__Texto para leitura__.
13 de julho de 1985

As raízes na música erudita, no jazz, no rythm and blues e, principalmente, em uma sociedade pós-guerra, fundamentaram o que ficou conhecido como rock and roll. O estilo cresceu, ganhou subgêneros e virou estilo de vida

Por Rubens Rodrigues

Há exatos 31 anos, o Estádio de Wembley, em Londres, foi palco para Queen, Bowie e outras dezenas de artistas que marcaram o Live Aid. O concerto para arrecadar fundos em prol de pessoas que enfrentavam a fome na Etiópia teve continuidade no Estádio JFK, na Filadélfia, Estados Unidos. Entre as bandas, estavam os lendários Black Sabbath, Judas Priest e Eric Clapton. Mais de 1,5 bilhão de pessoas assistiram ao espetáculo pela TV e mais de 30 milhões de euros foram arrecadados.

 

A data ficou marcada, seja pelo desejo de Phill Collins de tornar aquela uma data-calendário, ou por reunir em um dia um número de bandas nunca antes visto no mesmo evento. O brasileiro, afetivo como só ele, apropriou-se do dia que, lá fora, não costuma ser lembrado.

Com respeito, Senhor Rock

Foi pelos idos de 1950 que os pioneiros firmaram seu lugar no mundo. O rockabilly de Bill Haley abriu as portas para o que seria uma verdadeira revolução musical. Após alguns anos de anonimato, Haley emplacou a canção "Rock Around the Clock" no filme Sementes de Violência (BlackBoard Jungle, 1955). Com a popularidade que o longa de Richard Brooks trouxe, outros músicos do gênero passaram a ganhar notoriedade, embora, na mesma época, Chuck Berry já se destacasse com a mistura do blues com o country. Considerado pela revista Rolling Stone o quinto maior artista da música de todos os tempos, Berry era a voz rock and roll da chamada música negra.

 

"É difícil dizer quem surgiu primeiro", diz o mestre em Música pela Universidade Estadual de Campinas (Unicamp) Marcos Maia. Para ele, a ascensão de Elvis Presley partiu de "uma questão midiática". O hoje sessentenário gênero musical virou cultura de massa com o garoto de Memphis.

 

Elvis estreou com duas de suas canções em uma rádio de Tennesse, em 1954. Foi questão de meses para virar assunto nacional. Aos 20 anos de idade, já era ídolo de uma geração norte-americana. Homem, branco, de passos que desafiavam a própria sociedade conservadora de sua época. Rapidamente veio a alcunha de "Rei da Guitarra Elétrica" pela imprensa. Em 1956, o Rei do Rock já era sucesso fora do seu país quando virou estrela de cinema em "Ama-me com Ternura" (Love Me Tender).

__Tarefas a realizar__.
1. Reescreva em tópicos o parágrafo do texto sobre o rock and roll que começa com "Há exatos 31 anos", mantendo seus fatos principais.
2. Transcreva, por favor, o trecho do texto sobre o rock and roll que se inicia nas palavras "Por Rubens Rodrigues" e se encerra em "euros foram arrecadados.".

__Seção de dados__.

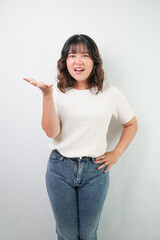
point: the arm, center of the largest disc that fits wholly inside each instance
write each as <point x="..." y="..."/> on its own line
<point x="50" y="122"/>
<point x="128" y="133"/>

__Respostas por tarefa__.
1.
- Há 31 anos, o Estádio de Wembley, em Londres, recebeu Queen, Bowie e dezenas de outros artistas no Live Aid.
- O concerto arrecadava fundos para pessoas que enfrentavam a fome na Etiópia e continuou no Estádio JFK, na Filadélfia, Estados Unidos.
- Entre as bandas estavam Black Sabbath, Judas Priest e Eric Clapton.
- Mais de 1,5 bilhão de pessoas assistiram pela TV, e mais de 30 milhões de euros foram arrecadados.

2.
Por Rubens Rodrigues

Há exatos 31 anos, o Estádio de Wembley, em Londres, foi palco para Queen, Bowie e outras dezenas de artistas que marcaram o Live Aid. O concerto para arrecadar fundos em prol de pessoas que enfrentavam a fome na Etiópia teve continuidade no Estádio JFK, na Filadélfia, Estados Unidos. Entre as bandas, estavam os lendários Black Sabbath, Judas Priest e Eric Clapton. Mais de 1,5 bilhão de pessoas assistiram ao espetáculo pela TV e mais de 30 milhões de euros foram arrecadados.